▸ **TEXT BLOCK**

September 18, 2024 / by 

 

Lamo’s Two (?!) Laptops

In the original story about Adrian Lamo’s involuntary hospitalization, he loses his medication and calls the cops.

Last month Adrian Lamo, a man once hunted by the FBI, did something contrary to his nature. He picked up a payphone outside a Northern California supermarket and called the cops.

Someone had grabbed Lamo’s backpack containing the prescription anti-depressants he’d been on since 2004, the year he pleaded guilty to hacking The New York Times. He wanted his medication back. But when the police arrived at the Safeway parking lot it was Lamo, not the missing backpack, that interested them. Something about his halting, monotone speech, perhaps slowed by his medication, got the officers’ attention.

But in Ryan Singel’s telling of it, Lamo lost his laptop.

For instance, you make it sound creepy that Poulsen wrote a long profile about Lamo. Huh. Read the story again. Basically, it goes like this. A convicted hacker, now gone legit, calls the police to report a stolen laptop. When the police arrive, instead of focussing on the crime, they 5150 the victim.

▸ **INPUT DATA**
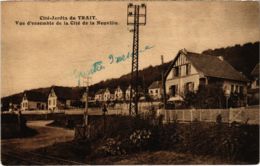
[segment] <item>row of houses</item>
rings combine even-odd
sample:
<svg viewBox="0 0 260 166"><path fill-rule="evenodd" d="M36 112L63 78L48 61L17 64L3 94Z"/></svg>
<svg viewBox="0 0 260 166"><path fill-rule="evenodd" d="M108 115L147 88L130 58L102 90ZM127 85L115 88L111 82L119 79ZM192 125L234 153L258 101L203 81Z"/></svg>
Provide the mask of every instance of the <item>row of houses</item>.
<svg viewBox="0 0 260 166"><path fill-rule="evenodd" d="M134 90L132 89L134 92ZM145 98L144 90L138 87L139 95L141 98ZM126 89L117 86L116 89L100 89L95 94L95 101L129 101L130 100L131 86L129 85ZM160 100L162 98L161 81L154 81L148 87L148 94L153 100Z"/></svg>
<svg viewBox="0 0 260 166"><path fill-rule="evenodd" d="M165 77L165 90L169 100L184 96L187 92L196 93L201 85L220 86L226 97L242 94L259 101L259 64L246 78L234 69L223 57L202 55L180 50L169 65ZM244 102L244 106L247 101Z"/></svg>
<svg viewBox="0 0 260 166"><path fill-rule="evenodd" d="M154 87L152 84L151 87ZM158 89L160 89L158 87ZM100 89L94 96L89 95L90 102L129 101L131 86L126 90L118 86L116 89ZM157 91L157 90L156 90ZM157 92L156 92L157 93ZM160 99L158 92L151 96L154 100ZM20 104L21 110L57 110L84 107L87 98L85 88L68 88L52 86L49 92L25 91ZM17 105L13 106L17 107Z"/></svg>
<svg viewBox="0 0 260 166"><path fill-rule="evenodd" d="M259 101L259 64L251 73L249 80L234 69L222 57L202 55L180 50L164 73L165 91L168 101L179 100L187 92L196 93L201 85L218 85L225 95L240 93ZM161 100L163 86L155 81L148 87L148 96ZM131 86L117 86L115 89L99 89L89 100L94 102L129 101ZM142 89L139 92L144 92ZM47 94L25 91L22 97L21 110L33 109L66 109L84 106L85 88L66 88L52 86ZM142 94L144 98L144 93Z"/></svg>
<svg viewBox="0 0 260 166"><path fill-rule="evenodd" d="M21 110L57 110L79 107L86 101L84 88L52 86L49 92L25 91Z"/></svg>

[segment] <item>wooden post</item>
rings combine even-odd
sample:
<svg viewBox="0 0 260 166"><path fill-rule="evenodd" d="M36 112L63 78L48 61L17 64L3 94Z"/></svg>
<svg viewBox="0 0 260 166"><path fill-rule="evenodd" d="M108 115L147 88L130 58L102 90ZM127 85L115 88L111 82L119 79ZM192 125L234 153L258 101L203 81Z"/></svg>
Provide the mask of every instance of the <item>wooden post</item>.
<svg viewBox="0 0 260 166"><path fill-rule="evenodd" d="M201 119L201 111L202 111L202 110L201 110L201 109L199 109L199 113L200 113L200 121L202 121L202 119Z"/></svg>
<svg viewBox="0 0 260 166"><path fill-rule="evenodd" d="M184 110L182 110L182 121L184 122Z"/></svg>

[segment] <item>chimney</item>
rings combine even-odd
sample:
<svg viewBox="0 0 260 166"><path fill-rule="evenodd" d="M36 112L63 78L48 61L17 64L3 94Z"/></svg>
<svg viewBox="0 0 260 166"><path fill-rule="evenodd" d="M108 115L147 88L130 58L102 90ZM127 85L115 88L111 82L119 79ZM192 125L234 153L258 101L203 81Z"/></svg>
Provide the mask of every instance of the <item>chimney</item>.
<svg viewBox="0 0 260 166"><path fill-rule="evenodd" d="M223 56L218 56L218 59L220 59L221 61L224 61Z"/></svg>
...
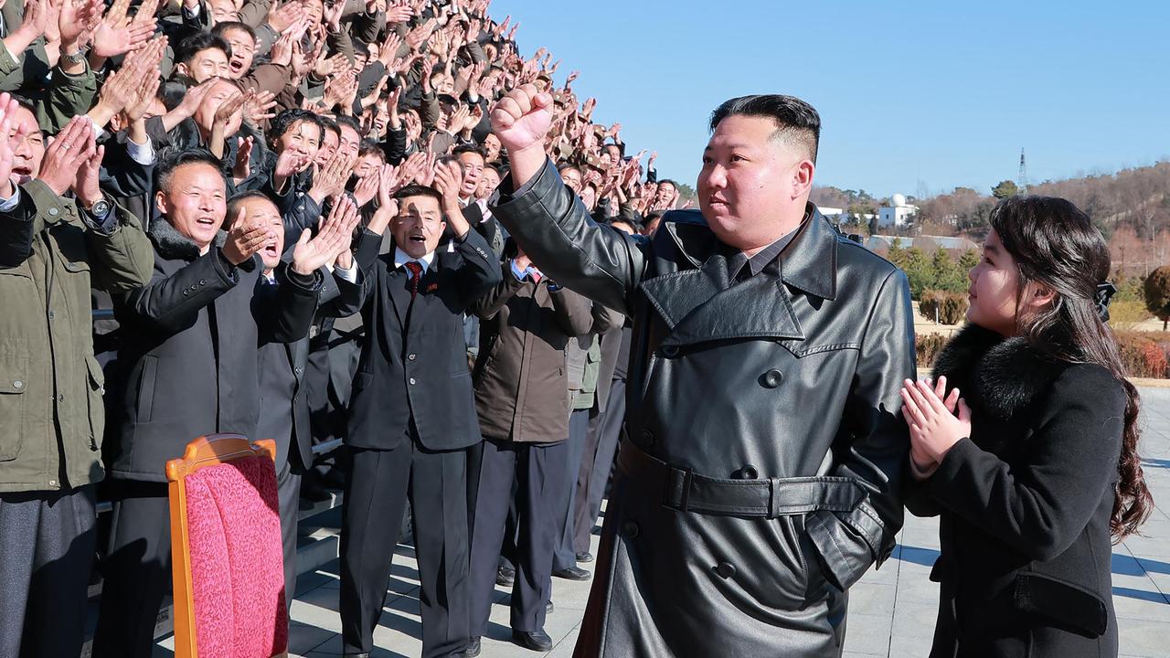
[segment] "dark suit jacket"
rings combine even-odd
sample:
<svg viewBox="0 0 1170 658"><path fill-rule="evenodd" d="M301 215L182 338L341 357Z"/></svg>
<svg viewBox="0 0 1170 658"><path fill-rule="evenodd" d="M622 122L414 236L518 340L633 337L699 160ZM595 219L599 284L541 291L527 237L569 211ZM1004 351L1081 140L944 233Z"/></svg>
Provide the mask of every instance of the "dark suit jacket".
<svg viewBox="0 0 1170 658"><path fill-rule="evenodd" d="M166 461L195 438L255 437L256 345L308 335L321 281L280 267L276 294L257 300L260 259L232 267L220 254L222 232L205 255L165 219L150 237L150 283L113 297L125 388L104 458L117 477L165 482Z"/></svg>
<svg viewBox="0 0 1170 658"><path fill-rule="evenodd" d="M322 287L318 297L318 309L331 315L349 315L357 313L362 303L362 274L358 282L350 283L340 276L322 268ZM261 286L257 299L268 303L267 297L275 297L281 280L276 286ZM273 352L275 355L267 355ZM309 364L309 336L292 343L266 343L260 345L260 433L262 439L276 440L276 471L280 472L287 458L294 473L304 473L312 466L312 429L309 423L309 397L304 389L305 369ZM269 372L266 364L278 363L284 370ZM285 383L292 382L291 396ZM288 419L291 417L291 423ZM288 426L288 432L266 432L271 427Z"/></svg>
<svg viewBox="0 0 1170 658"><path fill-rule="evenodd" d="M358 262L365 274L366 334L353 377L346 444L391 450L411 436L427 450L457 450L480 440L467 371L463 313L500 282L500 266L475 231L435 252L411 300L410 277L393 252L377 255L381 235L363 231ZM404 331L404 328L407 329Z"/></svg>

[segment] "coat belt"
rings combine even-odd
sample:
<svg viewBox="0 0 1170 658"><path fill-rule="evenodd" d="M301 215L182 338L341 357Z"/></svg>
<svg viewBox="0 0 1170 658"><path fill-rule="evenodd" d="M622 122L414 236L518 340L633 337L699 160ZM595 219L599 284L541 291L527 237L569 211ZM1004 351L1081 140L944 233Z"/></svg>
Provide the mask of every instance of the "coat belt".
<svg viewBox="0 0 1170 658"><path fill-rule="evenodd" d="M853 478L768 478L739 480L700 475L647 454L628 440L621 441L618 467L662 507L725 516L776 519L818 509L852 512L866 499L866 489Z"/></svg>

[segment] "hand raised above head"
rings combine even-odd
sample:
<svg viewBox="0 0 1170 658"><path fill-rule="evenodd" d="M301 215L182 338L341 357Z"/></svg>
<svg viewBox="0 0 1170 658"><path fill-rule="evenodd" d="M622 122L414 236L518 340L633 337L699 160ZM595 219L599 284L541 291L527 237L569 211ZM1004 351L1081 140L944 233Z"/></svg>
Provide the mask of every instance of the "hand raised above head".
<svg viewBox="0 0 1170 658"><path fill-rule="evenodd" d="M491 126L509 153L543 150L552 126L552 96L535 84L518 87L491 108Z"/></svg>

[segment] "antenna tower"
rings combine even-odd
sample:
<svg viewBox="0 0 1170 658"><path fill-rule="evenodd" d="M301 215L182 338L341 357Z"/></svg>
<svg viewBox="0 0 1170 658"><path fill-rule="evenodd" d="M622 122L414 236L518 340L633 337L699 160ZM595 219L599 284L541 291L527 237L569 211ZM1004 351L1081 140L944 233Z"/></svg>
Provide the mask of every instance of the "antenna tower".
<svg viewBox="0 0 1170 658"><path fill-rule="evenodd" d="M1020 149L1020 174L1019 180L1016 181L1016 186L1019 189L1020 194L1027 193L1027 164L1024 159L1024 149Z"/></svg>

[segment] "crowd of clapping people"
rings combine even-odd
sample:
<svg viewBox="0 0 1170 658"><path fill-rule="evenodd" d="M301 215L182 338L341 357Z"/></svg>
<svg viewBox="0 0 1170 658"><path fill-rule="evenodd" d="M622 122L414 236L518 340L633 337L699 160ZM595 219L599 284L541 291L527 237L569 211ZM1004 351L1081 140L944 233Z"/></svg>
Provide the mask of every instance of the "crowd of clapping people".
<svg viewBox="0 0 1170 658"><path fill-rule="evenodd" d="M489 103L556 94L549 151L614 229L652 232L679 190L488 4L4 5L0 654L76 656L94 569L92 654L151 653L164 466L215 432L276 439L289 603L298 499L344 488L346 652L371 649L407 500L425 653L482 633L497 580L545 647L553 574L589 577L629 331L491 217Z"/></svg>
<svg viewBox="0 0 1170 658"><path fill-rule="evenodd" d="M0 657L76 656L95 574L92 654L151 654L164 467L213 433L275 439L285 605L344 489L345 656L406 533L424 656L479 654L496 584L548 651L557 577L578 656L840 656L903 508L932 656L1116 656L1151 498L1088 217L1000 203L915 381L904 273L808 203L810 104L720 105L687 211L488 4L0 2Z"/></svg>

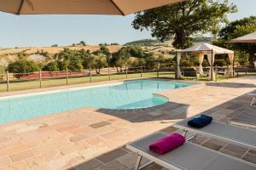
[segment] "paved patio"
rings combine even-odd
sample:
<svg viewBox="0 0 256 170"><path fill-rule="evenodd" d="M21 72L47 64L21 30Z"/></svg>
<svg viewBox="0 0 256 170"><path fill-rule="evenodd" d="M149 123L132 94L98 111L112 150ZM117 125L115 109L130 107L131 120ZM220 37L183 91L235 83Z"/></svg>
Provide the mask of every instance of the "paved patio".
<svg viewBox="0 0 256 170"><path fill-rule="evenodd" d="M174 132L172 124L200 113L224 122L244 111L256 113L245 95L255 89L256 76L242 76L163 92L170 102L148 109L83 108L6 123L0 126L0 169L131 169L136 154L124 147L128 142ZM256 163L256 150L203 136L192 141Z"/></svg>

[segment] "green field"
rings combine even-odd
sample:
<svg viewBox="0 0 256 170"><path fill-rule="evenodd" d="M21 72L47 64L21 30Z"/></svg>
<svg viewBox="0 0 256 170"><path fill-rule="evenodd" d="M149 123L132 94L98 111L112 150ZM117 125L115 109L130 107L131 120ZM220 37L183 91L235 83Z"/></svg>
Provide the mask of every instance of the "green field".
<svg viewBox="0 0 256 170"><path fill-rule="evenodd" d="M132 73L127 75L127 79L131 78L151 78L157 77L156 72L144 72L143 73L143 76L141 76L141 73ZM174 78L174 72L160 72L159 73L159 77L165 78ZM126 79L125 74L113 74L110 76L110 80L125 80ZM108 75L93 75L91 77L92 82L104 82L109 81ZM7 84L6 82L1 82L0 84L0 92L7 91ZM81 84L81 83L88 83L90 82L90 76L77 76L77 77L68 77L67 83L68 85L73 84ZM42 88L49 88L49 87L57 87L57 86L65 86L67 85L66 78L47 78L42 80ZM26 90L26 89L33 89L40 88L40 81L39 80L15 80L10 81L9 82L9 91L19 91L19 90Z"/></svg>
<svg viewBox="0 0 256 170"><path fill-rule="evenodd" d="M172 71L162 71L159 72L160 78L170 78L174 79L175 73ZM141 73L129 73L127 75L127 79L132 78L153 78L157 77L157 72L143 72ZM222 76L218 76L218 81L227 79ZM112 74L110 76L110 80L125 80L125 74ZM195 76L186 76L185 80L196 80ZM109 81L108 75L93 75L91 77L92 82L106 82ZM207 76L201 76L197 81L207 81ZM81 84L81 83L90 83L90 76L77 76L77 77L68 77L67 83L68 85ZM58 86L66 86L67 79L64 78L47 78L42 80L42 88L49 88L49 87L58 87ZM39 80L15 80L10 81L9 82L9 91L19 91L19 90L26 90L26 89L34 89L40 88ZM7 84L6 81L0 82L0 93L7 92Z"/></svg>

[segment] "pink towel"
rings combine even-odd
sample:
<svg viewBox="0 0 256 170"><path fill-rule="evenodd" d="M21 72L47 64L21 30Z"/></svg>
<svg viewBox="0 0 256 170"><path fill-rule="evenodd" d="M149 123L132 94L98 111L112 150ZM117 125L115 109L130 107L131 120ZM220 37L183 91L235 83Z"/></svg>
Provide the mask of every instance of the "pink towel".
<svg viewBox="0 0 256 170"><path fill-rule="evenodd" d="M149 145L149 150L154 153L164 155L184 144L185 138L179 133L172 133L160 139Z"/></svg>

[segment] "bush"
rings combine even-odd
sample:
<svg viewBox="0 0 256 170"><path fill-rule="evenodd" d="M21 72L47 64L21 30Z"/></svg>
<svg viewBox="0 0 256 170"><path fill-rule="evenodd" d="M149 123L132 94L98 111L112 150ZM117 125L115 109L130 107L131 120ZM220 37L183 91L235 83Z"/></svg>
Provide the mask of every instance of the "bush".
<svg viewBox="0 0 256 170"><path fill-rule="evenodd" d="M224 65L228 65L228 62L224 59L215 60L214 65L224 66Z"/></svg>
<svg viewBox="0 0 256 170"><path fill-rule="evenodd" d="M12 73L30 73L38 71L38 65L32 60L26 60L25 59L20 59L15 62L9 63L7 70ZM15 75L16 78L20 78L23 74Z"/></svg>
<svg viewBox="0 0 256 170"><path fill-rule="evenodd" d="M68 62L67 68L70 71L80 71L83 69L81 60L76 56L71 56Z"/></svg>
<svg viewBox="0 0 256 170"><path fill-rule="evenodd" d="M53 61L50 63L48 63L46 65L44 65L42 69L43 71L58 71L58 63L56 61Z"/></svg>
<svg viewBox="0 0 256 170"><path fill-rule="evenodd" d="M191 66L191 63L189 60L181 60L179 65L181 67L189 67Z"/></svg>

▸ **ACTIVITIES**
1: Revise the post about Lamo's laptops: give it from "September 18, 2024" to "calls the cops.", with "hospitalization" changed to "commitment".
2: According to the post about Lamo's laptops, in what year did Lamo plead guilty to hacking The New York Times?

▸ **TASK ANSWERS**
1:
September 18, 2024 / by 

 

Lamo’s Two (?!) Laptops

In the original story about Adrian Lamo’s involuntary commitment, he loses his medication and calls the cops.

2: 2004